ARTIKEL:
******

2.5.    Volgens het bij de aanvraag om vergunning behorende akoestisch rapport van 17 februari 2005 (hierna: het akoestisch rapport) veroorzaken de activiteiten binnen de inrichting na het treffen van maatregelen, wat het langtijdgemiddeld beoordelingsniveau betreft, ter hoogte van nabijgelegen woningen een geluidbelasting die varieert van 36 tot en met 43 dB(A) in de dagperiode, 31 tot en met 36 dB(A) in de avondperiode en 30 tot en met 34 dB(A) in de nachtperiode. Voor het maximale geluidniveau varieert de geluidbelasting van 48 tot en met 60 dB(A) in de, maatgevend geachte, nachtperiode.
Voor het treffen van maatregelen ligt de geluidbelasting volgens het akoestisch rapport voor het langtijdgemiddeld beoordelingsniveau maximaal 4 dB(A) en voor het maximale geluidniveau maximaal 2 dB(A) hoger dan de hoogste waarde na het treffen van maatregelen.
Het akoestisch rapport gaat voor het verkeer van en naar de inrichting op de maatgevende woning aan [locatie 1] uit van een geluidbelasting van 48 dB(A), 41 dB(A) en 42 dB(A) in respectievelijk de dag-, avond- en nachtperiode. Er wordt verder van uitgegaan dat de gevel van deze woning een minimale geluidreductie geeft van 20 dB(A), wat leidt tot een binnenniveau van respectievelijk 28 dB(A), 21 dB(A) en 22 dB(A).
2.6.    Verweerder heeft ter zitting kenbaar gemaakt dat hij bij de beoordeling van de aanvraag om vergunning, wat de geluidhinder vanwege de inrichting betreft, de Handreiking industrielawaai en vergunningverlening (hierna: de Handreiking) als toetsingskader hanteert.

******

TE DOEN:
A - Hernoem in het artikel over geluidhinder "akoestisch rapport" tot "geluidsrapport" en schrijf alles vanaf "Voor het treffen" tot en met "treffen van maatregelen." opnieuw op.
B - Klopt elk van deze beweringen volgens het artikel over geluidhinder? Antwoord telkens met ja of nee en citeer de woorden uit het artikel die de doorslag geven.
(i) Het akoestisch rapport is gedateerd op 17 februari 2005.
(ii) Volgens het rapport geeft de gevel van de maatgevende woning een geluidreductie van minstens 30 dB(A).
(iii) Verweerder gebruikt de Handreiking industrielawaai en vergunningverlening als toetsingskader.

******

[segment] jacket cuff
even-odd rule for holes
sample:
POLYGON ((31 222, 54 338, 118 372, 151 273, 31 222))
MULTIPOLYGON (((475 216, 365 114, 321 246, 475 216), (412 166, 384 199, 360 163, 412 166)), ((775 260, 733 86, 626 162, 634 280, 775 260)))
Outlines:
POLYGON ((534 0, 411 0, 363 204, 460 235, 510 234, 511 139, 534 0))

******

UITKOMSTEN:
A -
Voor het treffen van maatregelen ligt de geluidbelasting volgens het geluidsrapport voor het langtijdgemiddeld beoordelingsniveau maximaal 4 dB(A) en voor het maximale geluidniveau maximaal 2 dB(A) hoger dan de hoogste waarde na het treffen van maatregelen.

B -
(i) Ja: "akoestisch rapport van 17 februari 2005"
(ii) Nee: "een minimale geluidreductie geeft van 20 dB(A)"
(iii) Ja: "de Handreiking industrielawaai en vergunningverlening (hierna: de Handreiking) als toetsingskader hanteert"